November 19, 2005
Kris wrote:
> 
> But, I have a feeling that cast([]) is not the right approach here? One reason is that structs/classes can have only one opCast() method. perhaps there's another approach for such syntax? That's assuming, however, that one does not create a special-case for char[] types (per above inconsistencies).

It may well not be.  A set of properties is another approach:

char[]  c = "abc";
dchar[] d = c.toDString();

but this would still only work for arrays.  Conversion between char types still only make sense if they are widening conversions.  Perrhaps I'm simply becoming spoiled by having so much built into D.  This may well be simply a job for library code.

> Transcoding is easy when the source content is reasonably small and fully contained within block of memory. It quickly becomes quite complex when streaming instead. That's really worth considering.

Good point.  One of the first things I had to do for readf/unFormat was rewrite std.utf to accept delegates.  There simply isn't any other good way to ensure that too much data isn't read from the stream by mistake.

 > Thus, I'd suspect it may be appropriate for D to add some transcoding sugar.
> But it would likely have to be highly constrained (per the simple case). Is it worth it?

» **Dataset extract**
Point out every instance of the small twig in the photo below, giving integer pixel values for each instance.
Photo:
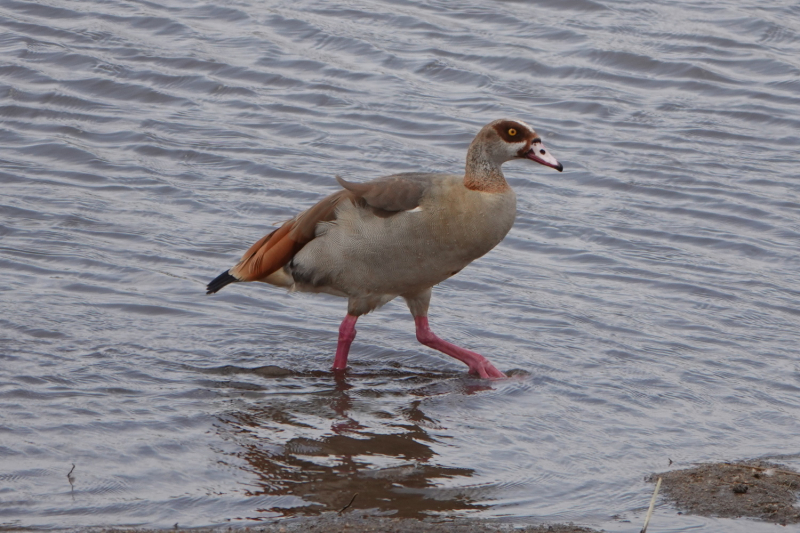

* * *

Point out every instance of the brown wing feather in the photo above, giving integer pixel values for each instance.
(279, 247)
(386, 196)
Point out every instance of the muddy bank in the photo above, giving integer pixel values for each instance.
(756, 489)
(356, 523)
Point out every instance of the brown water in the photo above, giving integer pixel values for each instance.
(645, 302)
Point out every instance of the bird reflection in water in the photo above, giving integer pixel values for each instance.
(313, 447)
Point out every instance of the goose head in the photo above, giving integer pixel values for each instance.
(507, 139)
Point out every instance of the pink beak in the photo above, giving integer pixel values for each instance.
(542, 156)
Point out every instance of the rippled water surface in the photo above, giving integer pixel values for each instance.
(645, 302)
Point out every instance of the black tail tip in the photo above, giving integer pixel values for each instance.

» **Exercise aim**
Reproduce the passage of the forum thread on D string conversion from "but this would" to "stream by mistake.".

» **Answer to this exercise**
but this would still only work for arrays.  Conversion between char types still only make sense if they are widening conversions.  Perrhaps I'm simply becoming spoiled by having so much built into D.  This may well be simply a job for library code.

> Transcoding is easy when the source content is reasonably small and fully contained within block of memory. It quickly becomes quite complex when streaming instead. That's really worth considering.

Good point.  One of the first things I had to do for readf/unFormat was rewrite std.utf to accept delegates.  There simply isn't any other good way to ensure that too much data isn't read from the stream by mistake.